SOURCE TEXT: Begin

It was a small, nimble, but very capable team that we've started with in order to, to move that forward. And it turned over the last year. It turned out into the standard call. We run it on a, on a weekly basis when we actually wanted to release our first scenarios was actually on a daily basis where with all the teams, right?

We went through all the challenges that are there right in order to productize them and put them in front of the customer. And we are still running it ever since. So all the graph, meanwhile, released via this alignment call released. 39 generative AI scenarios in Q4 and Q1 alone. There are 40 more in Q2.

Till end of this year, there's a hundred more that we are releasing and this is how we are aligning that, right? And every, every time somebody comes up with a new challenge, right? Or a new thing that needs to be addressed or that needs to be rolled out because we come up with a new concept on the commercial side of it.

And we are doing this all in this one, single call, if you will, in order to really let the flow of information flow throughout as a, as a obviously very large company. And so far it worked very well.

SOURCE TEXT: End

__USING THE INFORMATION__
(a) Answer these questions from the transcript about the alignment call:
(i) How often was the call run when the team wanted to release its first scenarios?
(ii) How many generative AI scenarios were released in Q4 and Q1 alone?
(iii) How many more scenarios are being released until the end of this year?
(b) Go on with the transcript about the alignment call, starting after its final sentence.

INFORMATION SHOWN: Begin

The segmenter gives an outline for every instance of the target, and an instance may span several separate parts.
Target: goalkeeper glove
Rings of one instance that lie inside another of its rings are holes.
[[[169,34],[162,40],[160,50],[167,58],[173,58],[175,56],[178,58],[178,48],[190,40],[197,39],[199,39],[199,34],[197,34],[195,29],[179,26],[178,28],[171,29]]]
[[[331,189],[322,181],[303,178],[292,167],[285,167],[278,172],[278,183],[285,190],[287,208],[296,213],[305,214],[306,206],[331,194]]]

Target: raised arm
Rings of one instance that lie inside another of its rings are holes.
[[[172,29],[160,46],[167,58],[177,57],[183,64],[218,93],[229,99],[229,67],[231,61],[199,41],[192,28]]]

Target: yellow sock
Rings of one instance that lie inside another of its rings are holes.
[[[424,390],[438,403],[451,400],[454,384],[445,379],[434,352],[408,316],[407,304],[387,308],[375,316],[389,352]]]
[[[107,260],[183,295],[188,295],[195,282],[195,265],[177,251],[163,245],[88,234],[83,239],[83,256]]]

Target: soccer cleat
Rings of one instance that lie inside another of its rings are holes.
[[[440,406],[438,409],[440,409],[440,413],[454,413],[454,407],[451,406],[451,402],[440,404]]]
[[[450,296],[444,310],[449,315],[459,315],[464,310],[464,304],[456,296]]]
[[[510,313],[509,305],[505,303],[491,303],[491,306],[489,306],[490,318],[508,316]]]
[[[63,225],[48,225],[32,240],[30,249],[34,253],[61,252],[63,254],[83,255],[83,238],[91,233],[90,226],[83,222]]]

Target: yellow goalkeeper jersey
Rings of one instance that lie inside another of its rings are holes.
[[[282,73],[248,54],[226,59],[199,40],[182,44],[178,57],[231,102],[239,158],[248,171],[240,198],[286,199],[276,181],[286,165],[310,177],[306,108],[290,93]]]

INFORMATION SHOWN: End

__YOUR RESPONSES__
(a)
(i) On a daily basis.
(ii) 39.
(iii) A hundred more.

(b)
Richie Cotton: Okay. So it seems like you just do lots and lots of communication with lots of different teams, just to make sure everything's

Philipp Herzig: I appreciate it. And then also as part of my previous gig, just also how do we align architecturally, because I think that's also something that I'm very at least very happy with. SAP is a very heterogeneous company, right? We have many lines of businesses, right, in the various areas. But also as part of my previous role, and that helps obviously a lot I was running what we call cross product architecture.

So that was a approach we established in the last three years to really get all the various lines of businesses, no matter whether it's Concur or whether it's SuccessFactors or Ariba or SAP S4 HANA, to agree on what we wanted to do. the common technology foundation, a common set of platform services and capabilities that everybody has to adopt in order to come up what we call suite qualities, right?

So a set of qualities that are equal, right, amongst the various applications. Very simple things like that. All the mobile apps, right? That the login works the same way. All of them are using, let's say, Face ID or have the same look and feel. Down to, okay, the identity management is, for example, harmonized.

And that was a huge program we did over the last three years. And that obviously helps a lot, right? Because now we could design also the AI foundation for all the applications the same way. So when I talk, for example, about juul, our generative AI copilot, this is not like a JUUL for HR or a JUUL for finance or a JUUL for supply chain.

No. It's one jewel that sits at the heart, right, of the architecture and all the applications are connecting into it. And the more applications you connect to it, the more powerful the assistant eventually becomes.

Richie Cotton: Okay. So that seems like an interesting thing about AI is because you require all this data, having a single AI connected to lots of different things is going to be more powerful than having lots of individual. Yes. Okay. All right. So, I'd like to know a bit about what constitutes success. So, how do you know if you're successful in your job?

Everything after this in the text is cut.